■ **Exercise directions**: Using the listing below, please count the lines that contain the string "hood". Only the number is wanted.
*** Data to examine ***
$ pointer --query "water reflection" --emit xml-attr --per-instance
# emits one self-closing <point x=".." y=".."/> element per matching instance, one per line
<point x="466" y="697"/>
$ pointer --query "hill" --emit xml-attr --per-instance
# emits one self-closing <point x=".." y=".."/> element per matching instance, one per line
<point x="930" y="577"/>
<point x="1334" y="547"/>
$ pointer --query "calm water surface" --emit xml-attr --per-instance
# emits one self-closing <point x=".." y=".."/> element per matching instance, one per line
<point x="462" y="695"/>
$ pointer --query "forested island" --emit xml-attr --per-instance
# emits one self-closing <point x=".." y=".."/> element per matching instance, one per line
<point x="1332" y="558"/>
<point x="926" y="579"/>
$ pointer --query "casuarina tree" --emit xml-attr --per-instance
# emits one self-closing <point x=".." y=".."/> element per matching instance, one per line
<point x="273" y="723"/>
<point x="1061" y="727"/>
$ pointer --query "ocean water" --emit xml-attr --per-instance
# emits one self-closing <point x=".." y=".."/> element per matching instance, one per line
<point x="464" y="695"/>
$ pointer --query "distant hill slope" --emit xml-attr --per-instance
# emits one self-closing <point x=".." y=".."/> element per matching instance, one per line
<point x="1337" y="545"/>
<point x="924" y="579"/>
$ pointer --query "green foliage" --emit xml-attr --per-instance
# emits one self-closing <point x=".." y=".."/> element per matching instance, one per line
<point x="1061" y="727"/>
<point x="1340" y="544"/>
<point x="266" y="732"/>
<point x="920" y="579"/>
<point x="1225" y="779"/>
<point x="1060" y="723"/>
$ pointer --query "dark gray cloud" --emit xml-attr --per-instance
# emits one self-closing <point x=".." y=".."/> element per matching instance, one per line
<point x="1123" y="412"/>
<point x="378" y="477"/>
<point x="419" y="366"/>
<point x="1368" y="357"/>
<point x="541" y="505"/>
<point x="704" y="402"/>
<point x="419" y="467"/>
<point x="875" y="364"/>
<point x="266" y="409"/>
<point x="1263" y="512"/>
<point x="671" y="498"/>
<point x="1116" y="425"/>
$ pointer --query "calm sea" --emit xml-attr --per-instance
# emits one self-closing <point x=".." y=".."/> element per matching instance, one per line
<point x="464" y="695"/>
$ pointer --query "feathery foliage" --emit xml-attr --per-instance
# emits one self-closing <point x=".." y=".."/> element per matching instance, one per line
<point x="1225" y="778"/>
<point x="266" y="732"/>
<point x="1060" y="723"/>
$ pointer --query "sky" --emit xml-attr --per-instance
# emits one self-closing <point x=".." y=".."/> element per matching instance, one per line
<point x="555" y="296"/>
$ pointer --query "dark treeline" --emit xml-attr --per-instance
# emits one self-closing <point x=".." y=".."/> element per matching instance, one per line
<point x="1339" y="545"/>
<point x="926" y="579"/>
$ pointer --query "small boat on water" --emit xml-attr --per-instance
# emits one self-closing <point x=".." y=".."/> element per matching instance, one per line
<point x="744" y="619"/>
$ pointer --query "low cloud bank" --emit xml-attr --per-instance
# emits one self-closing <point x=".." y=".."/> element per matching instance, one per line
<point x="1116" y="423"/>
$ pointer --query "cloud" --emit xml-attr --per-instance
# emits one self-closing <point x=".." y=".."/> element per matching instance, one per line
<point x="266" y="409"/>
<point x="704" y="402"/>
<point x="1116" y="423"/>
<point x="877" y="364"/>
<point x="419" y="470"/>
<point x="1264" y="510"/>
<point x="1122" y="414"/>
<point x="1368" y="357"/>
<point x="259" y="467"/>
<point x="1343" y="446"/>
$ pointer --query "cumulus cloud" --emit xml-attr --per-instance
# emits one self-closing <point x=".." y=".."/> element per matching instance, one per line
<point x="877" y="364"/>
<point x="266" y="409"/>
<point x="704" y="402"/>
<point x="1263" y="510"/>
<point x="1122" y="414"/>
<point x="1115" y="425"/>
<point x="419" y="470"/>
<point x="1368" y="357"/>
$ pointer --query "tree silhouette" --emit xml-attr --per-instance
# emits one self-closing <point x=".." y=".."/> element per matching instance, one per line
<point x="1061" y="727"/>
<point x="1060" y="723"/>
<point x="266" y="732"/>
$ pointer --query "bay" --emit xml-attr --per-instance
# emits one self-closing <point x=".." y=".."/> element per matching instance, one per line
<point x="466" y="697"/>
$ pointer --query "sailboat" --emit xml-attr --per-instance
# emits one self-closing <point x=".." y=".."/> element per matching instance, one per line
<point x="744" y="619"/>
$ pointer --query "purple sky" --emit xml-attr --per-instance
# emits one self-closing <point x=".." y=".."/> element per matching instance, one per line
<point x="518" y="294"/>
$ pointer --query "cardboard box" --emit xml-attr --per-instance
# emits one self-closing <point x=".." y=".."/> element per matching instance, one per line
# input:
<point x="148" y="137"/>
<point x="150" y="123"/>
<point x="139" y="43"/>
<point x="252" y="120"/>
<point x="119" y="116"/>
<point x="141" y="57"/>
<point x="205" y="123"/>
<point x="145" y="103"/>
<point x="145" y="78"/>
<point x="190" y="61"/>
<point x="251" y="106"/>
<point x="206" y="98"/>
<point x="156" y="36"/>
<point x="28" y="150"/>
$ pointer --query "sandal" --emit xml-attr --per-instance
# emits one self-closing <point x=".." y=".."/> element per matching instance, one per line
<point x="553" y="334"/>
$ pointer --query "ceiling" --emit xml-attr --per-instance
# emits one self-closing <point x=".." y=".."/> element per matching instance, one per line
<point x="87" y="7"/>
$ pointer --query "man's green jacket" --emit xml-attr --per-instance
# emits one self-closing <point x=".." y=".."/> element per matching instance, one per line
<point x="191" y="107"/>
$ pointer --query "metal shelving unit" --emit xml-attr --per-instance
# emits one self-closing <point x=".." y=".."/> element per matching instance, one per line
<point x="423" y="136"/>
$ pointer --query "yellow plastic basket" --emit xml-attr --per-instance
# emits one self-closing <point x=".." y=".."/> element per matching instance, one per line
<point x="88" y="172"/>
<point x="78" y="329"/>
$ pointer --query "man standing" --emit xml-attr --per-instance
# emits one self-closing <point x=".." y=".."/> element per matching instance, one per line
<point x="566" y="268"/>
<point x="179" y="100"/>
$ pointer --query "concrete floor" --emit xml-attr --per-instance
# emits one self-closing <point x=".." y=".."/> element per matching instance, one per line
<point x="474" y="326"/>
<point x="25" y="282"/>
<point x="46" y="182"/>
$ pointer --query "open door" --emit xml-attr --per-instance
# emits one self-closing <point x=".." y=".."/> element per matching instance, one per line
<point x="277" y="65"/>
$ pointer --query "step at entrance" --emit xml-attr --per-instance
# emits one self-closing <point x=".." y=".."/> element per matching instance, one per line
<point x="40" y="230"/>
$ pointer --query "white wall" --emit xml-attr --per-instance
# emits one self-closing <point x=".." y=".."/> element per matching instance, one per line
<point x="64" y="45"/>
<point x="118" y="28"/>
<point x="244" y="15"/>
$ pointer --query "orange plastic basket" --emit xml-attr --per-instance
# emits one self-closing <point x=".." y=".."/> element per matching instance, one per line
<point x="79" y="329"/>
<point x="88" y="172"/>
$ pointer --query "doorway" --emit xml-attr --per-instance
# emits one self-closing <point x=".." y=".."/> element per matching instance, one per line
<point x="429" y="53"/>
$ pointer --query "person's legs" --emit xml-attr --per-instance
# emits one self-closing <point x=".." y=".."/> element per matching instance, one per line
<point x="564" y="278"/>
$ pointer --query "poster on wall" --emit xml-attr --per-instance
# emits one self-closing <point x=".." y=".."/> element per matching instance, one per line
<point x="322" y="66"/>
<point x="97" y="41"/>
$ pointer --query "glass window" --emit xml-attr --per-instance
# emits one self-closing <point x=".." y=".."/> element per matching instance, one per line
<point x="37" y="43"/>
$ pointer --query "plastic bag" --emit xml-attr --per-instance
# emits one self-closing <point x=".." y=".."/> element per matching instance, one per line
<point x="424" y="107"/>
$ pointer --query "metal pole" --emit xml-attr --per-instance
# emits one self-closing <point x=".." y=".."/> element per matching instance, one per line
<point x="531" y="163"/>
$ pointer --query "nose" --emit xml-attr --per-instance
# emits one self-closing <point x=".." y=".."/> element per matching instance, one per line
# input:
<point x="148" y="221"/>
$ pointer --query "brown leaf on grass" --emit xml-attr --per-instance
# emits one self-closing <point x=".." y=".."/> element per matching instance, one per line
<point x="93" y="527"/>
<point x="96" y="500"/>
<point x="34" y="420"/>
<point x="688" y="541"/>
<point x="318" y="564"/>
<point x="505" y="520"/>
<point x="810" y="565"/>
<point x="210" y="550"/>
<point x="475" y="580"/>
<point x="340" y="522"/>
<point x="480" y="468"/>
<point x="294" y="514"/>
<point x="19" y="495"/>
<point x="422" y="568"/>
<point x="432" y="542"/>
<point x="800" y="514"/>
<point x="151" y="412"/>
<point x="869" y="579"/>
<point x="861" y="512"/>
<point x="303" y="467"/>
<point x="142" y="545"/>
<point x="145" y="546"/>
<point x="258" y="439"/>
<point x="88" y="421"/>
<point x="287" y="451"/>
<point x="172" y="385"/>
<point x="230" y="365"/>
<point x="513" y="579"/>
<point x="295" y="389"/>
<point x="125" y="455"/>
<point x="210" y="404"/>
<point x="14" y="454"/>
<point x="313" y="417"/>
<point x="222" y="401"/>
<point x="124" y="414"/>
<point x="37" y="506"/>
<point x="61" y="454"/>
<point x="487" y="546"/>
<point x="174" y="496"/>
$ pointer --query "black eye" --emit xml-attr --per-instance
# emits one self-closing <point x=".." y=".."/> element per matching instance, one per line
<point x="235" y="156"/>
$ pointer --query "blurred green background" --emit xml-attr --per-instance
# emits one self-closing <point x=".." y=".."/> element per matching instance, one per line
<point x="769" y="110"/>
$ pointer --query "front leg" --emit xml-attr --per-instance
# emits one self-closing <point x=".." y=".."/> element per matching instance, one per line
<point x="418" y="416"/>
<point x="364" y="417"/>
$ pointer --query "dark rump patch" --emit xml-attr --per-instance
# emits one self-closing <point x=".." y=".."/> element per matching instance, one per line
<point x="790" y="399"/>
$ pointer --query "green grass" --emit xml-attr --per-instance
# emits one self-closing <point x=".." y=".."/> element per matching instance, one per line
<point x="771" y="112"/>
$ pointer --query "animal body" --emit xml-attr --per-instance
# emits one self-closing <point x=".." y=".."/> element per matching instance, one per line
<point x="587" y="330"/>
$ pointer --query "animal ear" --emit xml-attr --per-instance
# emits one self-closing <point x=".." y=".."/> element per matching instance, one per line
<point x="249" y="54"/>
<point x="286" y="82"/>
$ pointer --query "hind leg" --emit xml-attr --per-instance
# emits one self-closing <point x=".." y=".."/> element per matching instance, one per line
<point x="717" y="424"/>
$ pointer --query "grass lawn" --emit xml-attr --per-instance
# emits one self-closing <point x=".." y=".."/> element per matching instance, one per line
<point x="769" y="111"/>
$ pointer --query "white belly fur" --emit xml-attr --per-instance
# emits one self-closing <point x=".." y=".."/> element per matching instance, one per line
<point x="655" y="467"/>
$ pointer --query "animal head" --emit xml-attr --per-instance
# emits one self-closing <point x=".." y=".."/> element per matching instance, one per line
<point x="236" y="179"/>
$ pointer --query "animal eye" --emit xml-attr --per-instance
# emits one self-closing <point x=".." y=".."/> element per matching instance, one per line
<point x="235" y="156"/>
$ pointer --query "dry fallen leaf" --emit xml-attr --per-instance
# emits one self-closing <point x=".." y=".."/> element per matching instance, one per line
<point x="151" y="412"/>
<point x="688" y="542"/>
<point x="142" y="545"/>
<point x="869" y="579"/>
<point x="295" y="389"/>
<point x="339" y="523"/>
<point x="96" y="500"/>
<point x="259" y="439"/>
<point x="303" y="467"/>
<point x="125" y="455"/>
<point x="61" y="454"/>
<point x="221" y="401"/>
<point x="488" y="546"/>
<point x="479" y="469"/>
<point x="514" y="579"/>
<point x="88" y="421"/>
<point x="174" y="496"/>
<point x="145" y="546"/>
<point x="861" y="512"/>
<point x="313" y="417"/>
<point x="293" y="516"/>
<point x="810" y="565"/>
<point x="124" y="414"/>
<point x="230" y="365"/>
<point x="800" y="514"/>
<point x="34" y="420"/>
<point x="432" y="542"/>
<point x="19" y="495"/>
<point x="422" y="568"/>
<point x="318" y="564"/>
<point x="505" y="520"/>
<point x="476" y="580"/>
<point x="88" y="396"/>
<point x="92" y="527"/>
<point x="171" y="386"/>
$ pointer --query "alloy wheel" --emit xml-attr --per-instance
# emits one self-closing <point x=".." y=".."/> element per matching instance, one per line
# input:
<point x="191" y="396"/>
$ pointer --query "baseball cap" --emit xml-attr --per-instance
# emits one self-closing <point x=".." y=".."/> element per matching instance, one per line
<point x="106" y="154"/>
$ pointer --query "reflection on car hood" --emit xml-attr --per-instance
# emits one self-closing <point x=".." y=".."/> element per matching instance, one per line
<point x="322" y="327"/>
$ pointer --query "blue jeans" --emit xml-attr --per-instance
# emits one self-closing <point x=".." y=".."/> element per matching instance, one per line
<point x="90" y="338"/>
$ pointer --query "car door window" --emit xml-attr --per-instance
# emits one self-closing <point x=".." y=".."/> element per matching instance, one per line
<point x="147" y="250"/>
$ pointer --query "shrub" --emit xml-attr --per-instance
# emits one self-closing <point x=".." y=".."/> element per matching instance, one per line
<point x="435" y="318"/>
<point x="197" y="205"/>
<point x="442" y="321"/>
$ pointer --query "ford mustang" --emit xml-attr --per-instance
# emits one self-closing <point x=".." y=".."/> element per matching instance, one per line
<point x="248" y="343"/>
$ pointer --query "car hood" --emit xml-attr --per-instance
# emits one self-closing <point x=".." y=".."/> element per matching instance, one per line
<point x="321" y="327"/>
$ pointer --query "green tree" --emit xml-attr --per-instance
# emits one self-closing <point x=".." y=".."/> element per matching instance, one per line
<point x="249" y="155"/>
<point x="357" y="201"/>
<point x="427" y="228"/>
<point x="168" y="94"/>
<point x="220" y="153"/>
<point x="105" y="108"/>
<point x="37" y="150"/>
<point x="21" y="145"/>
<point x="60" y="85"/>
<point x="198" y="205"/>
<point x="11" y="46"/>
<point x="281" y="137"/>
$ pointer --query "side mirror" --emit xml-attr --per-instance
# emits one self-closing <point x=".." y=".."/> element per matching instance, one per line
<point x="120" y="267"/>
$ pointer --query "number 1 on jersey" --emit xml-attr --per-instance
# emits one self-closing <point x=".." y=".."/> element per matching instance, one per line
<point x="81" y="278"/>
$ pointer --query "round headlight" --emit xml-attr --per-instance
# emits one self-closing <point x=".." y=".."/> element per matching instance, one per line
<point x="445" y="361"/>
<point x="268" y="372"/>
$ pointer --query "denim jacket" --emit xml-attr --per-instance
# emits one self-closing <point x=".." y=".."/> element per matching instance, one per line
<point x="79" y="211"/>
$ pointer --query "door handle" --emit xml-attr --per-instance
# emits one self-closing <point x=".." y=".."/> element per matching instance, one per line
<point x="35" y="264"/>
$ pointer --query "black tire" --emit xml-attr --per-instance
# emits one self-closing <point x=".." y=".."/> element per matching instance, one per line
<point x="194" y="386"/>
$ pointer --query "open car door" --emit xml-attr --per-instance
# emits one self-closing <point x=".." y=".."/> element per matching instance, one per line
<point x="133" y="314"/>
*** End of Data to examine ***
■ **Response to the exercise**: 2